She's out in California from Marthas' Vineyard. She's trading the big East coast blizzard for our rainy weather and she'sgetting Indian food.
Since Jemima reads this blog and does not want to know what she's getting tomorrow...I'm going to be talking about something she's not getting. Heirloom potatoes.
About a month ago I discovered there are more colors, shades and shapes of heirloom potatoes than one can shake a masher at. All of these potatoes are grown locally which makes the locovore in me happy. All of them (at least the ones I've tried so far) are delicious.
The last time I cooked heirlooms they were from Blankity Blank Farms. This time the potatoes were from a friend of his, Tom Kirkland, of Tommy Boy Organic Farms.
I have to admit when I saw the amazing variety of potatoes I was knocked out! What to pick!? I selected some Huckleberrys (for later) and for today some All Blues which are actually a very very deep and vivid purple.
The All Blues make a great baking potato, and one of the recommended ways of using them is to mash them. I can only guess how thrilled kids would be to find a pile of purple mashed potatoes on their plate right alongside their green eggs and ham. Eating would be fun!
◇ ◇ ◇ ◇ ◇ ◇ ◇
* _Required task_:
Please pick up the blog post about heirloom potatoes after its final sentence and keep writing it.

(Records)
◇ ◇ ◇ ◇ ◇ ◇ ◇
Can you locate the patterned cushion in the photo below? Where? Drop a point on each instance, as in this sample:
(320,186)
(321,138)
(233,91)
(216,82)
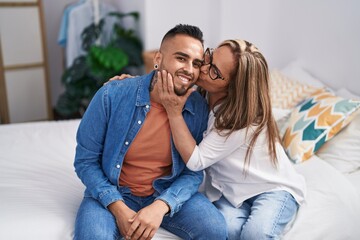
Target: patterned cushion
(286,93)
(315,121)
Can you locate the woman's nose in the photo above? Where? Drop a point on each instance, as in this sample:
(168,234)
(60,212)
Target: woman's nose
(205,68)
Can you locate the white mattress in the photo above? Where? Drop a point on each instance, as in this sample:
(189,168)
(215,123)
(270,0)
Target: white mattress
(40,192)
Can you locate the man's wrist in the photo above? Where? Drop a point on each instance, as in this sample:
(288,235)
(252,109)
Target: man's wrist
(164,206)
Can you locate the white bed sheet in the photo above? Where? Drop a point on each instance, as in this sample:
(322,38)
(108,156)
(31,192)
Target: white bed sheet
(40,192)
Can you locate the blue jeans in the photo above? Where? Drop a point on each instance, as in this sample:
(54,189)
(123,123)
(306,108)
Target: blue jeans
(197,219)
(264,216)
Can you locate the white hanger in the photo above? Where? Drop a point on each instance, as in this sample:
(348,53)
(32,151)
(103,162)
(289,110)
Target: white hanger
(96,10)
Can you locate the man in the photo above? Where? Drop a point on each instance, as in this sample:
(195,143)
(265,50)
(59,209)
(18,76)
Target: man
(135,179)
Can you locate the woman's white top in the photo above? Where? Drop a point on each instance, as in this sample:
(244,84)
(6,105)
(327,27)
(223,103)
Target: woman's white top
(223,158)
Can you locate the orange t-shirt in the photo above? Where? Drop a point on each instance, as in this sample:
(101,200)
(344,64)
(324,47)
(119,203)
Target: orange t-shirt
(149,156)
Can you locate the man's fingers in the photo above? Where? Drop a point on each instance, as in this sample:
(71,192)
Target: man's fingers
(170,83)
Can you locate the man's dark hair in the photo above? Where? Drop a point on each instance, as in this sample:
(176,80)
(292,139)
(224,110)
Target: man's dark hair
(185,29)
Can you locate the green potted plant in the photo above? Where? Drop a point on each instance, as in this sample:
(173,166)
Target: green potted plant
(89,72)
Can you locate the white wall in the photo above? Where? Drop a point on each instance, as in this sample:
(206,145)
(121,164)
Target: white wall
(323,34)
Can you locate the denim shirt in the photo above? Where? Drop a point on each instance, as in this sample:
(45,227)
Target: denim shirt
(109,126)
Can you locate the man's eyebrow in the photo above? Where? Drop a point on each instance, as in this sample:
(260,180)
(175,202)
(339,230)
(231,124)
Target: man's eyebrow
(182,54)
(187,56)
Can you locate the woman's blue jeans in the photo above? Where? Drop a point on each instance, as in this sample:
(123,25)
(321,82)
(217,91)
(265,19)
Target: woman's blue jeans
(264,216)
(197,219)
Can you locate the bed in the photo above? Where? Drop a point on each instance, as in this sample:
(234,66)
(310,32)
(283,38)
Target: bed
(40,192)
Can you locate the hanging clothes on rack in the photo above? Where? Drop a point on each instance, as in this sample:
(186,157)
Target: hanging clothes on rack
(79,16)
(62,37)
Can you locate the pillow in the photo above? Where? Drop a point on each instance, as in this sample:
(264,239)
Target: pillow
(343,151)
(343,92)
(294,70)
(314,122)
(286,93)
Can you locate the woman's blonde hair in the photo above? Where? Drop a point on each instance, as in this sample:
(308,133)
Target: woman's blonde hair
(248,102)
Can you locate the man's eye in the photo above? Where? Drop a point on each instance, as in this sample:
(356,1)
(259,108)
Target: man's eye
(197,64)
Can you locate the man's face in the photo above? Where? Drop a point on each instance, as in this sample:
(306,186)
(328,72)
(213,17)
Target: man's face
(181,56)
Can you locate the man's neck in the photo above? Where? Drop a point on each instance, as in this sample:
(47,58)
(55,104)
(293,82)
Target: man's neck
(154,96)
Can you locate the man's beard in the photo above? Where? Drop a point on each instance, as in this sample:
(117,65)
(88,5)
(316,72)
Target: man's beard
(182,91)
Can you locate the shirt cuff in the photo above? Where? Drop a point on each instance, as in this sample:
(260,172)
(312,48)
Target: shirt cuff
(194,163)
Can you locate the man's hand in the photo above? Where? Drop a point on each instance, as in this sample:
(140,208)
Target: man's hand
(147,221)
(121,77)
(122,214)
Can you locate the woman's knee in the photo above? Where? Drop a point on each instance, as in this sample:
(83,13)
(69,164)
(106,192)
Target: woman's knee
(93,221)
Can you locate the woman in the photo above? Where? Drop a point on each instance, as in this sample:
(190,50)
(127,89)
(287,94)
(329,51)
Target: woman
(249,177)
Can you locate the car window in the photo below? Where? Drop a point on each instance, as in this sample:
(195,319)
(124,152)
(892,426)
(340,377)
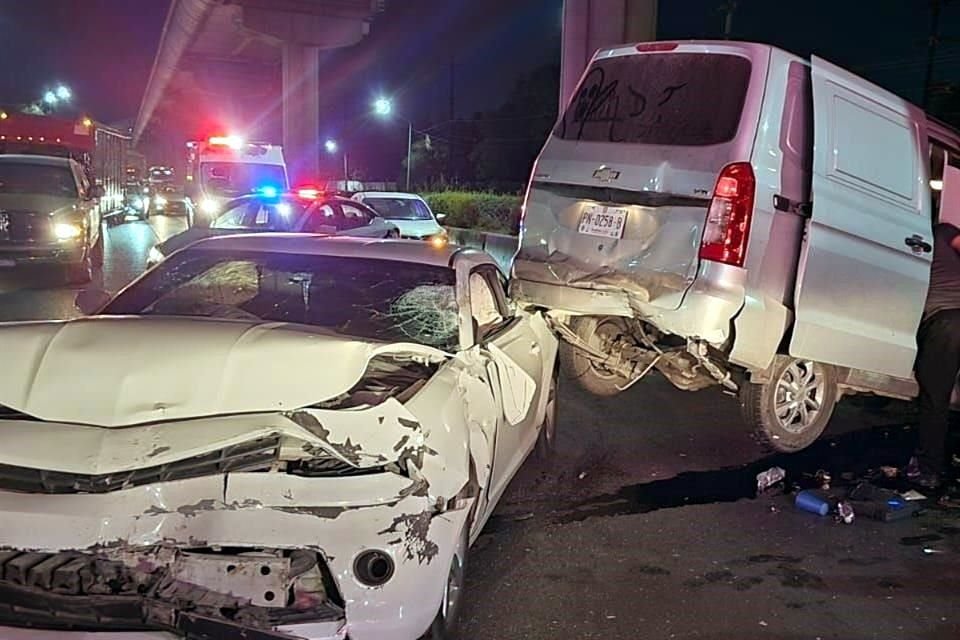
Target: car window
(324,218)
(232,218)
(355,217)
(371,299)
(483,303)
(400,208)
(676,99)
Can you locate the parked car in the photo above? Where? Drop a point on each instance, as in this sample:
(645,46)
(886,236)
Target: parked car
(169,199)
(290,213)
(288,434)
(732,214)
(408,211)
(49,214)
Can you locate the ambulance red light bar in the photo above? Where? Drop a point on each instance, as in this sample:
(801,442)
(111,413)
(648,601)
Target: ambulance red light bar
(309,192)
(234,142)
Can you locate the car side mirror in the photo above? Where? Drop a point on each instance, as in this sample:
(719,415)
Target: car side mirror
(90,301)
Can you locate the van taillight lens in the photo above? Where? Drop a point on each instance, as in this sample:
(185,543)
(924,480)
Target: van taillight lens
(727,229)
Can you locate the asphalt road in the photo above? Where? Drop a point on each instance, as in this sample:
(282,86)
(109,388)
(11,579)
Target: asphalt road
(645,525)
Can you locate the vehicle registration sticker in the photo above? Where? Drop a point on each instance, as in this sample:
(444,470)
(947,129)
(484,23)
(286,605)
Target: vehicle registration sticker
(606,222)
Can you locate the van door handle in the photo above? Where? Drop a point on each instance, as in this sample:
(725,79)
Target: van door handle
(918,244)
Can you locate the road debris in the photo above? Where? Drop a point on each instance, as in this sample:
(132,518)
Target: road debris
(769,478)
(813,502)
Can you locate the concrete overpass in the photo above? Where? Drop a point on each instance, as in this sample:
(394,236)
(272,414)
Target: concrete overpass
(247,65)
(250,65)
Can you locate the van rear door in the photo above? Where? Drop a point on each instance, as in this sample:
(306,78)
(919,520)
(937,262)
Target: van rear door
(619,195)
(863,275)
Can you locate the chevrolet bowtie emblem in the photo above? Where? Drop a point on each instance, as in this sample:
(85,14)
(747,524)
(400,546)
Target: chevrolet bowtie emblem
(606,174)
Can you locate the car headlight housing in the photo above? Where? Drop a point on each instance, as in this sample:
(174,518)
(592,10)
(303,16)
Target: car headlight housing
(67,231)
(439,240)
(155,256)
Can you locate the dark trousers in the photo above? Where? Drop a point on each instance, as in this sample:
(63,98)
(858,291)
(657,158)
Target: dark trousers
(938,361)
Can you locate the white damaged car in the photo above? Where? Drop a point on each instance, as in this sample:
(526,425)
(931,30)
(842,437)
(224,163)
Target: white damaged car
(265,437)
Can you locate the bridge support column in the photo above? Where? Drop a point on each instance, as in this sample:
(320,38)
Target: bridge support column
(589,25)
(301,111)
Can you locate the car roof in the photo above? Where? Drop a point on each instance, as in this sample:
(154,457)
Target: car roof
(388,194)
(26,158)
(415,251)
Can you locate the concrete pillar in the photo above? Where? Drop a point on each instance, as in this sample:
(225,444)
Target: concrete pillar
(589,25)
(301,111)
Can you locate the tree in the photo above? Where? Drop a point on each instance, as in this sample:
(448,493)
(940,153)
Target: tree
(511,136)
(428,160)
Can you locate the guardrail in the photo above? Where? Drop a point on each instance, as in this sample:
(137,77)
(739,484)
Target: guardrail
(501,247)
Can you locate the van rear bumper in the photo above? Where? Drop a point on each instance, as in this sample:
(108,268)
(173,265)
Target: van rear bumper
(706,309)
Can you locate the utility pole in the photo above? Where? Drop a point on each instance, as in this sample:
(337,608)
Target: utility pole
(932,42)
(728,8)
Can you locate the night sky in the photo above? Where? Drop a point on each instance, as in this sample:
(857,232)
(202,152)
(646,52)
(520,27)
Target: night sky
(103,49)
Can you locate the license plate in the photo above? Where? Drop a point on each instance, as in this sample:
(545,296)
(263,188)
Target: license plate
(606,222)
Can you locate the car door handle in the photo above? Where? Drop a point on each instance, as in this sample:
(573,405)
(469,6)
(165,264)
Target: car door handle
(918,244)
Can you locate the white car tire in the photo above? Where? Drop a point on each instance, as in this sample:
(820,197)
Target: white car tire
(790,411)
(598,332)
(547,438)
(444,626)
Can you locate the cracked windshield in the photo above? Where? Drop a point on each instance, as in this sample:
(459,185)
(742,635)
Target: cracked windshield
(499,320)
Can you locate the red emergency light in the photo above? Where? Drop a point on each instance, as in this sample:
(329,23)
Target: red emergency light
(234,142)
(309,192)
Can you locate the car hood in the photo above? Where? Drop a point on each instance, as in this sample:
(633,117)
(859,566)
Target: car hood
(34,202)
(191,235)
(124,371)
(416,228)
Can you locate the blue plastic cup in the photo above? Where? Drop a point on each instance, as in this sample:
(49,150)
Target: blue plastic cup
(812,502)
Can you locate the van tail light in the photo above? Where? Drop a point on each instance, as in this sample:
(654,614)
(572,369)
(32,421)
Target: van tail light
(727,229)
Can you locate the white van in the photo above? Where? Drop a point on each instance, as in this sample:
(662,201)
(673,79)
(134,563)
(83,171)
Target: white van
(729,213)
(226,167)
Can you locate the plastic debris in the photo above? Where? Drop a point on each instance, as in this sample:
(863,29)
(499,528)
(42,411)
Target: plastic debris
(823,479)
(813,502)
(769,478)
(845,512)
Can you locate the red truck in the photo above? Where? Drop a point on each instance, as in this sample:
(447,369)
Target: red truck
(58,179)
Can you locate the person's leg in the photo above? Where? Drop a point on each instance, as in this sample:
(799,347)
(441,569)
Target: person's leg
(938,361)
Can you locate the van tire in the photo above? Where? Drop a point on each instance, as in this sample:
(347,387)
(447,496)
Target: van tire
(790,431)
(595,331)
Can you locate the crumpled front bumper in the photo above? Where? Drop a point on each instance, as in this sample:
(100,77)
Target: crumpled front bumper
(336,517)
◇ ◇ ◇ ◇ ◇ ◇ ◇
* _Answer to the problem_:
Actually the stuff that makes these potatoes purple also makes them very good for you. According to the research I read these All Blues are old, old old, probably the closest relative to the original potaoes found up in the Andes of Peru 10,000 years ago. And for those who don't want their leafy greens, take a look at this:

Blue-fleshed potatoes have more vitamins and antioxidants than white potatoes. In fact, All Blue potatoes have as much antioxidant power as Brussels sprouts, kale, and spinach.

The one important thing to remember when cooking these potatoes is to add a bit of vinegar to the cooking process so that they keep their brilliant color!
I decided to make Sookhe Aloo, a simple Indian "dry"potato dish which I first learned years and years ago from Madhur Jaffreys' An Invitation To Indian Cooking. This dish is sort of an Indian style potato salad. It can be eaten warm at a sit-down meal or cold on a picnic.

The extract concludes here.